▶ _Text_:
Irish connections to the civil war are introduced on the tour. Irish soldiers volunteered for both the International Brigades and Franco's forces. Indeed, descendants of the volunteers have taken the tour, says Howley, including relatives of Charles Donnelly and Gen Eoin O'Duffy, and non-Irish tourists are surprised to hear that Ireland had soldiers on both sides of the conflict.

Italian air raid

In the small, cramped square of Plaça Sant Felip Neri there is a plaque dedicated to victims of an Italian air raid. Barcelona was heavily bombed by Mussolini’s air force. Mostly young children were killed in the square and shrapnel marks are still visible. On the tour, you never quite know what forgotten historical event could be lurking in the next square. These forgotten areas are often overlooked, says Howley, as we make our way through the narrow alley out of the square, but “when you build a narrative about the Spanish Civil War with the group you can then bring them to a gothic church from the 14th century and not just discuss the rose window of its façade . . . It becomes a very different reading of the building and its history.”

▶ _Given data_:

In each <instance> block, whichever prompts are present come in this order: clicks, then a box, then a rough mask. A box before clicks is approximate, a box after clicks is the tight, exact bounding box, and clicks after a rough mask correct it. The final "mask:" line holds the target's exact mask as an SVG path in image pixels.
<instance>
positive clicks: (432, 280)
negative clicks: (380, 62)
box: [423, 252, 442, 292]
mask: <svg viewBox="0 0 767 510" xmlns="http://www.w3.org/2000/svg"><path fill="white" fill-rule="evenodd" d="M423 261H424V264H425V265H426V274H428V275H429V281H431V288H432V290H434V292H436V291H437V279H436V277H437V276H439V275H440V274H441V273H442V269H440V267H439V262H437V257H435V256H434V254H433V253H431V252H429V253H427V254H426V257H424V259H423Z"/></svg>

▶ _Exercises to complete_:
1 - Translate this sentence from the Barcelona civil war tour passage into Spanish: "Barcelona was heavily bombed by Mussolini’s air force."
2 - Please pick up the Barcelona civil war tour passage after its final sentence and write the next few sentences.

▶ _Answer list_:
1 - Barcelona fue bombardeada intensamente por la fuerza aérea de Mussolini.

2 -
There is a tangible link, Howley argues in Bar Llibertària, where the tour finishes, between the Spanish Civil War and the second World War, that in part started in the streets of Barcelona. Bar Llibertària feels like a shrine to anarchism and has excellent tapas downstairs. Its walls are covered in photographs of a forgotten Barcelona and propaganda posters from the conflict – including Mickey Mouse and Popeye. Tourists are keen to learn, explains Howley, especially considering "the political situation in the US and Europe at the moment".

"I find the groups lately are really keen to reflect on the past and the importance of historical memory as to avoid the rise to Fascism that was witnessed in the 1930s." Not only did Franco's Fascist victory bring Spain into the Fascist sphere but some defeated Republican soldiers helped Allied forces fighting Nazi Germany. It was Republican soldiers who led the Allies into Paris. For them, the fight was not lost when Barcelona fell to Franco's forces in April 1939. The fight against Fascism continued.

Get there

Aer Lingus, Ryanair and Iberia fly to Barcelona from Dublin.

The Spanish Civil War tour meets in front of Café Zurich on Plaça de Catalunya. It takes four hours and costs €25 for adults, €11 for ages 11-15, under-11 free.